● Assigned task A
From the smartphone shortage article, copy the passage from "The Wall Street Journal further" to "years typically shows." word for word.
● Assigned task B
Name every smartphone company mentioned in the smartphone shortage article.

By Joseph Chalfant

Stockpiles of electronic components are dwindling, and now much of the smartphone industry has been forced to raise prices or set delays for upcoming products.

Phone manufactures are unable to find vital materials like power-management chips, semiconductors, and data chipsets. Shipping times for semiconductors alone have jumped to 19 weeks, well above the usual average of 12-14 weeks, according to the Wall Street Journal.

So far, Apple has managed to beat the supply-chain disaster as the global economy reopens. Others, like Samsung, Google, and Xiaomi, and 80% of the smartphone industry, haven’t been as lucky.

Samsung faced a 20% drop in shipments, Google has limited its release of the Pixel 5a 5G to just the U.S. and Japan, and Xiaomi has raised its price of the Redmi Note 10 by 8% to counteract rising parts prices, the Wall Street Journal reported.

The Wall Street Journal further reported that the prices of phones had increased by 5% across Q2. That is more than double the less than 2% increase that historical data from recent years typically shows.

● Data provided
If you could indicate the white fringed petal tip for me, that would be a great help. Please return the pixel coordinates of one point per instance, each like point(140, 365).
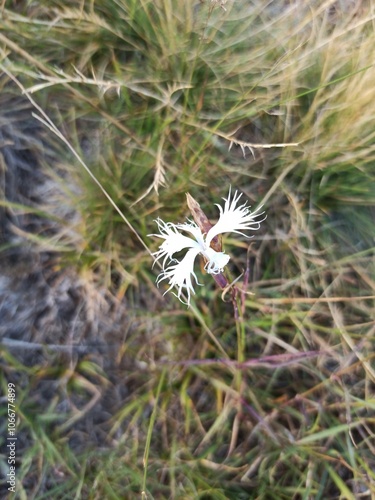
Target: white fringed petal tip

● Task answer A
The Wall Street Journal further reported that the prices of phones had increased by 5% across Q2. That is more than double the less than 2% increase that historical data from recent years typically shows.

● Task answer B
Apple, Samsung, Google, Xiaomi